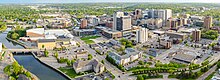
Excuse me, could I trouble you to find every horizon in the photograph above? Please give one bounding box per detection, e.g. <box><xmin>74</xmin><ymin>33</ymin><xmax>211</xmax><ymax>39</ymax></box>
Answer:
<box><xmin>0</xmin><ymin>0</ymin><xmax>220</xmax><ymax>4</ymax></box>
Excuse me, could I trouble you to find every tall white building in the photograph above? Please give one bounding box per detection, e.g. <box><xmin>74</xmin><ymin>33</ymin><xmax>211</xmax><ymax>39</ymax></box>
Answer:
<box><xmin>147</xmin><ymin>9</ymin><xmax>172</xmax><ymax>21</ymax></box>
<box><xmin>112</xmin><ymin>11</ymin><xmax>124</xmax><ymax>30</ymax></box>
<box><xmin>136</xmin><ymin>28</ymin><xmax>148</xmax><ymax>43</ymax></box>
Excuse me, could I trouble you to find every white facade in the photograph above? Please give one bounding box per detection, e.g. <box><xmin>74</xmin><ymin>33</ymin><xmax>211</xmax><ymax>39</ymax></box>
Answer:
<box><xmin>112</xmin><ymin>12</ymin><xmax>124</xmax><ymax>30</ymax></box>
<box><xmin>136</xmin><ymin>28</ymin><xmax>148</xmax><ymax>43</ymax></box>
<box><xmin>148</xmin><ymin>9</ymin><xmax>172</xmax><ymax>21</ymax></box>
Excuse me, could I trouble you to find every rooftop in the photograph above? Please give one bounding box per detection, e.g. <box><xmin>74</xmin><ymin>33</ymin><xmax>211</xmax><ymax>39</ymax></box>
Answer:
<box><xmin>38</xmin><ymin>39</ymin><xmax>56</xmax><ymax>43</ymax></box>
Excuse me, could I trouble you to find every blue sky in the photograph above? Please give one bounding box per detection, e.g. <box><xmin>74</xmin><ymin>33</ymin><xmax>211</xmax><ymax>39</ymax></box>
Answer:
<box><xmin>0</xmin><ymin>0</ymin><xmax>220</xmax><ymax>3</ymax></box>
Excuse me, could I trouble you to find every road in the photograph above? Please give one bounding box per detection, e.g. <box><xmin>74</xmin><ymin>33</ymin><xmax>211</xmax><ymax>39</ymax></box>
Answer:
<box><xmin>155</xmin><ymin>45</ymin><xmax>181</xmax><ymax>63</ymax></box>
<box><xmin>197</xmin><ymin>65</ymin><xmax>217</xmax><ymax>80</ymax></box>
<box><xmin>74</xmin><ymin>37</ymin><xmax>136</xmax><ymax>80</ymax></box>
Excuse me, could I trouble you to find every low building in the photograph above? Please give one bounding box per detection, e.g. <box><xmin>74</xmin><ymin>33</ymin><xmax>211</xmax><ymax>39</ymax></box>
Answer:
<box><xmin>37</xmin><ymin>39</ymin><xmax>56</xmax><ymax>49</ymax></box>
<box><xmin>160</xmin><ymin>40</ymin><xmax>172</xmax><ymax>49</ymax></box>
<box><xmin>26</xmin><ymin>28</ymin><xmax>44</xmax><ymax>37</ymax></box>
<box><xmin>73</xmin><ymin>29</ymin><xmax>96</xmax><ymax>36</ymax></box>
<box><xmin>102</xmin><ymin>30</ymin><xmax>122</xmax><ymax>38</ymax></box>
<box><xmin>171</xmin><ymin>53</ymin><xmax>196</xmax><ymax>64</ymax></box>
<box><xmin>73</xmin><ymin>59</ymin><xmax>105</xmax><ymax>73</ymax></box>
<box><xmin>148</xmin><ymin>48</ymin><xmax>159</xmax><ymax>57</ymax></box>
<box><xmin>165</xmin><ymin>32</ymin><xmax>187</xmax><ymax>40</ymax></box>
<box><xmin>108</xmin><ymin>48</ymin><xmax>142</xmax><ymax>65</ymax></box>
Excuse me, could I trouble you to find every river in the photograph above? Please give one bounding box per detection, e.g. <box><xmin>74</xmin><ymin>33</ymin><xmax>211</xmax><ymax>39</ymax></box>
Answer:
<box><xmin>0</xmin><ymin>28</ymin><xmax>67</xmax><ymax>80</ymax></box>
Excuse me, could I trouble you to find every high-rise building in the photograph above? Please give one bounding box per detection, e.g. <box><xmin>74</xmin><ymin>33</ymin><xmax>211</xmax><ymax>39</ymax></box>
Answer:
<box><xmin>203</xmin><ymin>16</ymin><xmax>212</xmax><ymax>29</ymax></box>
<box><xmin>112</xmin><ymin>11</ymin><xmax>124</xmax><ymax>30</ymax></box>
<box><xmin>0</xmin><ymin>42</ymin><xmax>2</xmax><ymax>52</ymax></box>
<box><xmin>148</xmin><ymin>9</ymin><xmax>172</xmax><ymax>21</ymax></box>
<box><xmin>80</xmin><ymin>19</ymin><xmax>88</xmax><ymax>29</ymax></box>
<box><xmin>192</xmin><ymin>30</ymin><xmax>201</xmax><ymax>41</ymax></box>
<box><xmin>136</xmin><ymin>28</ymin><xmax>148</xmax><ymax>43</ymax></box>
<box><xmin>135</xmin><ymin>9</ymin><xmax>142</xmax><ymax>19</ymax></box>
<box><xmin>116</xmin><ymin>16</ymin><xmax>131</xmax><ymax>31</ymax></box>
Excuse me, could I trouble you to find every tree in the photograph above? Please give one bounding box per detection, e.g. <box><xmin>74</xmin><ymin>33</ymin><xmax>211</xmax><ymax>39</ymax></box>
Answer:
<box><xmin>217</xmin><ymin>61</ymin><xmax>220</xmax><ymax>68</ymax></box>
<box><xmin>88</xmin><ymin>54</ymin><xmax>92</xmax><ymax>60</ymax></box>
<box><xmin>54</xmin><ymin>51</ymin><xmax>59</xmax><ymax>58</ymax></box>
<box><xmin>11</xmin><ymin>33</ymin><xmax>19</xmax><ymax>40</ymax></box>
<box><xmin>44</xmin><ymin>49</ymin><xmax>49</xmax><ymax>57</ymax></box>
<box><xmin>66</xmin><ymin>60</ymin><xmax>73</xmax><ymax>66</ymax></box>
<box><xmin>102</xmin><ymin>60</ymin><xmax>105</xmax><ymax>64</ymax></box>
<box><xmin>137</xmin><ymin>75</ymin><xmax>144</xmax><ymax>80</ymax></box>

◆ **Your instructions**
Pick out every line of the rows above that contains the string "building", and copy each one. Case counts.

◆ **Full solution**
Excuse me, could I trouble you to find every tall white building in the photograph above? Please give one bounding box per detection, e.g. <box><xmin>74</xmin><ymin>33</ymin><xmax>211</xmax><ymax>39</ymax></box>
Excuse me, could I trouble you to find every low building in the photograph above? Please give one bounding box per detection, e.g. <box><xmin>74</xmin><ymin>33</ymin><xmax>211</xmax><ymax>39</ymax></box>
Excuse me, could I trouble you to find every high-rise building in the photograph above? Please give one bounding box per detection, e.g. <box><xmin>74</xmin><ymin>33</ymin><xmax>211</xmax><ymax>39</ymax></box>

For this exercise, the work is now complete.